TEXT SEGMENT:
Recycled

Federal Judge Alex Kozinski’s 1996 Slate Diary

Day Nine  
Wednesday, July 31, 1996
My office has a great view: well-manicured gardens, mountains in the distance, and Suicide Bridge. Erected in 1913, the 1,400 foot concrete structure (otherwise known as the Colorado Street Bridge) spans the Arroyo Seco, a dry river bed that wends its way through Pasadena to the Rose Bowl, about a mile away. Some 100 people have jumped to their deaths in the bridge’s 83-year history. In 1937, a 3-year-old girl was thrown over the side by her despondent mother, who then leapt to her own death. The child survived the 160-foot drop when her fall was broken by trees and shrubs below.

Like the bridge, the courthouse where my office is located is a Pasadena landmark. Built in 1930 as a grand hotel, the Vista del Arroyo, it served the well-to-do who came west to enjoy the sun and sea of Southern California. During World War II, it was acquired by the Army under the War Powers Act and used as a hospital. The building was eventually abandoned and declared surplus. Before it could be sold to the public, my court acquired it and converted it into a courthouse. It is one of the most pleasant and serene places where the serious business of law is conducted.

The renovation maintained the building’s Spanish architecture and all its soaring spaces. The main dining hall became a placid law library. The old gift shops are now conference rooms. What had been known as the Spanish Room was turned into one courtroom, and the grand ballroom, into another. Unlike many courthouses, which overflow with activity, the public corridors here are muted even when the courtrooms are in full use.

DATA EXCERPT:
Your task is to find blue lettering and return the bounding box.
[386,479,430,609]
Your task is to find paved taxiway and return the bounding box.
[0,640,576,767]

PROBLEMS TO WORK ON:
a: List each space in the building that the diary entry says was converted during the renovation, with what it became.
b: According to the diary entry, how did the 3-year-old girl thrown from the bridge in 1937 survive the fall?
c: Rewrite the diary entry's paragraph beginning "Like the bridge, the courthouse" as a short list, keeping its main facts.
The data has no connection to the diary entry.

RESULTS BY TASK:
a:
- The main dining hall became a law library.
- The old gift shops became conference rooms.
- The Spanish Room became a courtroom.
- The grand ballroom became another courtroom.

b: She survived the 160-foot drop because trees and shrubs below broke her fall.

c:
- The courthouse, like the bridge, is a Pasadena landmark.
- It was built in 1930 as a grand hotel, the Vista del Arroyo, serving wealthy visitors to Southern California.
- During World War II, the Army acquired it under the War Powers Act and used it as a hospital.
- It was later abandoned and declared surplus.
- Before it could be sold to the public, the court acquired it and converted it into a courthouse.
- It is one of the most pleasant and serene places where law is conducted.